## Data for this exercise
*****

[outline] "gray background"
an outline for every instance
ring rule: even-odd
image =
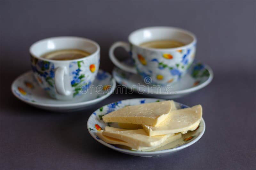
[[[0,1],[0,169],[256,169],[256,9],[255,1]],[[11,94],[12,81],[30,69],[28,49],[36,41],[63,35],[94,40],[101,48],[100,67],[111,72],[111,44],[156,25],[194,32],[196,58],[214,72],[207,87],[176,100],[203,106],[205,133],[188,148],[136,157],[91,137],[86,123],[94,110],[142,97],[136,94],[114,94],[91,109],[64,113],[34,108]]]

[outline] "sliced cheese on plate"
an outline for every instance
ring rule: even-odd
[[[106,123],[117,122],[156,126],[164,121],[172,109],[170,100],[129,106],[103,116]]]
[[[143,124],[142,126],[150,136],[173,134],[184,134],[196,128],[202,117],[202,107],[197,105],[191,108],[171,111],[166,119],[157,126]]]
[[[134,147],[132,147],[136,148],[138,146],[156,147],[174,134],[150,137],[143,129],[141,129],[122,131],[105,131],[102,132],[102,135],[132,144]]]

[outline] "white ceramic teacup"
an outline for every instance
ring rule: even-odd
[[[148,84],[164,86],[178,81],[186,74],[194,60],[196,38],[194,34],[183,29],[166,26],[145,28],[132,32],[128,39],[129,43],[118,41],[111,46],[109,51],[110,59],[120,68],[139,73]],[[145,42],[168,39],[178,41],[185,45],[166,49],[140,46]],[[119,46],[130,52],[134,66],[117,59],[114,52]]]
[[[41,57],[46,53],[65,49],[81,50],[91,54],[66,60]],[[36,79],[41,87],[52,97],[57,99],[73,100],[81,97],[83,91],[86,90],[93,82],[99,70],[100,46],[87,39],[75,37],[48,38],[35,43],[29,51]]]

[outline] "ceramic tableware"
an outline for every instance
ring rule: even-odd
[[[74,111],[86,109],[99,102],[112,94],[116,83],[108,73],[99,70],[95,80],[82,98],[68,101],[56,100],[51,97],[36,80],[32,71],[17,78],[11,89],[18,99],[34,107],[56,111]]]
[[[121,85],[117,86],[117,89],[125,87],[132,92],[164,99],[180,97],[198,90],[210,83],[213,77],[211,67],[196,60],[188,74],[179,81],[165,86],[152,85],[149,82],[151,81],[150,79],[144,81],[138,74],[127,73],[116,67],[113,70],[112,74],[117,83]]]
[[[154,98],[133,99],[119,101],[104,106],[96,110],[89,117],[87,122],[88,131],[95,140],[105,146],[120,152],[139,156],[154,156],[174,152],[190,146],[198,141],[204,134],[205,129],[205,125],[203,118],[197,129],[185,135],[182,135],[181,138],[153,151],[139,151],[121,148],[106,143],[97,136],[97,131],[104,130],[107,126],[119,127],[117,123],[104,123],[102,118],[102,116],[104,115],[127,105],[136,105],[164,100]],[[175,102],[175,103],[178,109],[189,107],[177,102]],[[95,149],[98,149],[95,146]]]
[[[76,60],[57,60],[41,57],[57,50],[76,49],[90,53]],[[93,83],[100,65],[100,46],[88,39],[59,37],[40,40],[29,49],[32,69],[40,86],[53,98],[72,100],[82,97],[81,91]]]
[[[176,48],[156,49],[140,46],[145,42],[162,39],[179,41],[185,45]],[[135,31],[128,38],[129,43],[118,41],[110,48],[112,62],[119,68],[138,73],[142,80],[150,79],[153,84],[165,86],[179,81],[186,73],[194,60],[196,38],[191,32],[180,28],[166,26],[149,27]],[[118,61],[114,54],[116,48],[130,52],[134,66]]]

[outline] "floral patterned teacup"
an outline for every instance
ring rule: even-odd
[[[91,54],[78,59],[49,60],[40,56],[46,53],[63,49],[78,49]],[[52,97],[58,100],[80,98],[97,75],[100,48],[89,39],[59,37],[41,40],[30,48],[32,69],[40,86]]]
[[[168,39],[185,45],[166,49],[140,46],[147,42]],[[109,49],[110,59],[120,68],[138,73],[147,84],[165,86],[178,81],[186,74],[194,60],[196,38],[193,33],[183,29],[165,26],[142,28],[131,33],[128,40],[129,43],[118,41],[112,45]],[[114,51],[119,46],[130,52],[133,66],[117,60]]]

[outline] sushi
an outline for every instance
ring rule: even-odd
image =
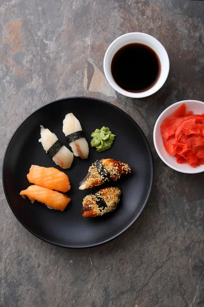
[[[105,188],[94,195],[87,195],[83,202],[83,216],[94,217],[115,210],[120,200],[121,190],[119,188]]]
[[[89,172],[80,183],[79,188],[85,190],[101,185],[111,180],[118,180],[122,174],[128,174],[131,170],[128,164],[113,159],[97,160],[89,167]]]
[[[69,178],[67,175],[54,167],[31,165],[27,178],[31,183],[52,190],[65,192],[70,189]]]
[[[21,196],[27,196],[33,203],[35,201],[46,205],[49,209],[64,211],[71,199],[64,194],[53,191],[47,188],[33,185],[20,192]]]
[[[71,167],[73,159],[72,152],[65,147],[54,133],[40,126],[41,139],[39,140],[45,151],[62,168]]]
[[[87,159],[89,145],[82,131],[80,123],[73,113],[66,115],[63,120],[62,130],[74,155],[80,157],[82,159]]]

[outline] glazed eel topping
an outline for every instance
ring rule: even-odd
[[[87,195],[83,202],[83,216],[94,217],[114,210],[120,200],[121,194],[121,189],[116,187],[105,188],[94,195]]]
[[[89,172],[80,183],[79,189],[85,190],[101,185],[111,180],[118,180],[122,174],[130,172],[131,168],[126,163],[113,159],[97,160],[89,167]]]

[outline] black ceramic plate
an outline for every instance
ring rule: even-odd
[[[66,144],[62,121],[72,112],[80,120],[89,144],[95,129],[109,127],[116,138],[110,149],[98,152],[89,146],[87,160],[74,158],[71,168],[65,170],[71,188],[71,199],[64,212],[50,210],[35,202],[23,199],[19,192],[30,184],[26,175],[32,164],[57,167],[38,139],[40,125],[48,128]],[[131,173],[111,185],[122,188],[122,196],[116,209],[99,217],[83,217],[83,198],[97,189],[81,191],[80,182],[89,167],[97,159],[113,158],[128,163]],[[144,209],[151,192],[153,162],[147,141],[138,125],[118,107],[101,100],[86,97],[65,98],[49,103],[27,118],[12,137],[3,165],[3,183],[9,204],[18,221],[32,233],[52,244],[65,247],[85,248],[110,241],[124,232]],[[110,186],[110,185],[109,185]]]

*****

## What needs to be done
Reproduce each line word for word and drop the pictures.

## Response
[outline] "gray background"
an outline for every instance
ring rule: even-odd
image =
[[[0,1],[0,169],[256,169],[256,9],[255,1]],[[11,94],[12,81],[30,69],[28,49],[36,41],[63,35],[94,40],[101,48],[100,67],[111,72],[111,44],[156,25],[194,32],[196,58],[214,72],[207,87],[176,100],[203,106],[205,133],[188,148],[136,157],[91,137],[86,123],[94,110],[142,97],[136,94],[114,94],[91,109],[64,113],[34,108]]]

[outline] "sliced cheese on plate"
an outline for every instance
ring rule: even-odd
[[[106,123],[117,122],[156,126],[164,121],[172,109],[170,100],[129,106],[103,116]]]
[[[143,124],[142,126],[150,136],[173,134],[184,134],[196,128],[202,117],[202,107],[197,105],[191,108],[171,111],[166,119],[157,126]]]
[[[134,147],[132,147],[136,148],[138,146],[156,147],[174,134],[150,137],[143,129],[141,129],[122,131],[105,131],[102,132],[102,135],[132,144]]]

[outline] "white ceramic teacup"
an outline for every instance
ring rule: even-odd
[[[148,84],[164,86],[178,81],[186,74],[194,60],[196,38],[194,34],[183,29],[166,26],[145,28],[132,32],[128,39],[129,43],[118,41],[111,46],[109,51],[110,59],[120,68],[139,73]],[[145,42],[168,39],[178,41],[185,45],[166,49],[140,46]],[[119,46],[130,52],[134,66],[117,59],[114,52]]]
[[[41,57],[46,53],[65,49],[81,50],[91,54],[66,60]],[[36,79],[41,87],[52,97],[57,99],[73,100],[81,97],[83,91],[86,90],[93,82],[99,70],[100,46],[87,39],[75,37],[48,38],[35,43],[29,51]]]

[outline] "ceramic tableware"
an outline for every instance
ring rule: even-odd
[[[74,111],[86,109],[99,102],[112,94],[116,83],[108,73],[99,70],[95,80],[82,98],[68,101],[56,100],[51,97],[36,80],[32,71],[17,78],[11,89],[18,99],[34,107],[56,111]]]
[[[121,85],[117,86],[117,89],[125,87],[132,92],[164,99],[180,97],[198,90],[210,83],[213,77],[211,67],[196,60],[188,74],[179,81],[165,86],[152,85],[149,82],[151,81],[150,79],[144,81],[138,74],[127,73],[116,67],[113,70],[112,74],[117,83]]]
[[[154,98],[133,99],[119,101],[104,106],[96,110],[89,117],[87,122],[88,131],[95,140],[105,146],[120,152],[139,156],[154,156],[174,152],[190,146],[198,141],[204,134],[205,129],[205,125],[203,118],[197,129],[185,135],[182,135],[181,138],[153,151],[139,151],[121,148],[106,143],[97,136],[97,131],[104,130],[107,126],[119,127],[117,123],[104,123],[102,118],[102,116],[104,115],[127,105],[136,105],[164,100]],[[175,102],[175,103],[178,109],[189,107],[177,102]],[[95,149],[98,149],[95,146]]]
[[[76,60],[57,60],[41,57],[57,50],[76,49],[90,53]],[[93,83],[100,65],[100,46],[88,39],[59,37],[40,40],[29,49],[32,69],[40,86],[53,98],[72,100],[82,97],[81,91]]]
[[[176,48],[156,49],[140,46],[145,42],[162,39],[179,41],[185,45]],[[135,31],[128,38],[129,43],[118,41],[110,48],[112,62],[119,68],[138,73],[142,80],[150,79],[153,84],[165,86],[179,81],[186,73],[194,60],[196,38],[191,32],[180,28],[166,26],[149,27]],[[118,61],[114,54],[116,48],[130,52],[134,66]]]

[outline] "floral patterned teacup"
an outline for every instance
ring rule: even-odd
[[[91,54],[78,59],[49,60],[40,56],[46,53],[63,49],[78,49]],[[52,97],[58,100],[80,98],[97,75],[100,48],[89,39],[59,37],[41,40],[30,48],[32,69],[40,86]]]
[[[168,39],[185,45],[166,49],[140,46],[147,42]],[[109,49],[110,59],[120,68],[138,73],[147,84],[165,86],[178,81],[186,74],[194,60],[196,38],[193,33],[183,29],[165,26],[142,28],[131,33],[128,40],[129,43],[118,41],[112,45]],[[114,51],[119,46],[130,52],[133,66],[117,60]]]

[outline] sushi
an outline for every instance
ring rule: even-odd
image =
[[[105,188],[94,195],[87,195],[83,202],[83,216],[94,217],[115,210],[120,200],[121,190],[119,188]]]
[[[89,172],[80,183],[79,188],[85,190],[101,185],[111,180],[118,180],[122,174],[128,174],[131,170],[128,164],[113,159],[97,160],[89,167]]]
[[[69,178],[67,175],[54,167],[31,165],[27,178],[31,183],[52,190],[65,192],[70,189]]]
[[[21,196],[27,196],[33,203],[35,201],[46,205],[49,209],[64,211],[71,199],[64,194],[53,191],[47,188],[33,185],[20,192]]]
[[[71,167],[73,159],[72,152],[65,147],[54,133],[40,126],[41,139],[39,140],[45,151],[62,168]]]
[[[87,159],[89,145],[82,131],[80,123],[73,113],[66,115],[63,120],[62,130],[74,155],[80,157],[82,159]]]

[outline] glazed eel topping
an outline for every instance
ring rule: even-odd
[[[87,195],[83,202],[83,216],[94,217],[114,210],[120,200],[121,194],[121,189],[116,187],[105,188],[94,195]]]
[[[89,172],[80,183],[79,189],[85,190],[101,185],[111,180],[118,180],[122,174],[130,172],[131,168],[126,163],[113,159],[97,160],[89,167]]]

[outline] black ceramic plate
an outline for every instance
ring rule: even-odd
[[[66,144],[62,121],[72,112],[80,120],[89,144],[95,129],[109,127],[116,138],[110,149],[98,152],[89,146],[87,160],[74,158],[71,168],[65,170],[71,188],[71,199],[64,212],[50,210],[35,202],[23,199],[19,192],[30,184],[26,175],[32,164],[57,167],[38,139],[40,125],[48,128]],[[131,173],[111,185],[122,188],[122,196],[116,209],[99,217],[83,217],[83,198],[97,189],[81,191],[80,182],[89,167],[97,159],[113,158],[128,163]],[[144,209],[151,192],[153,162],[147,141],[138,125],[118,107],[101,100],[86,97],[65,98],[49,103],[27,118],[12,137],[3,165],[3,183],[9,204],[18,221],[32,233],[52,244],[65,247],[85,248],[110,241],[124,232]],[[110,186],[110,185],[109,185]]]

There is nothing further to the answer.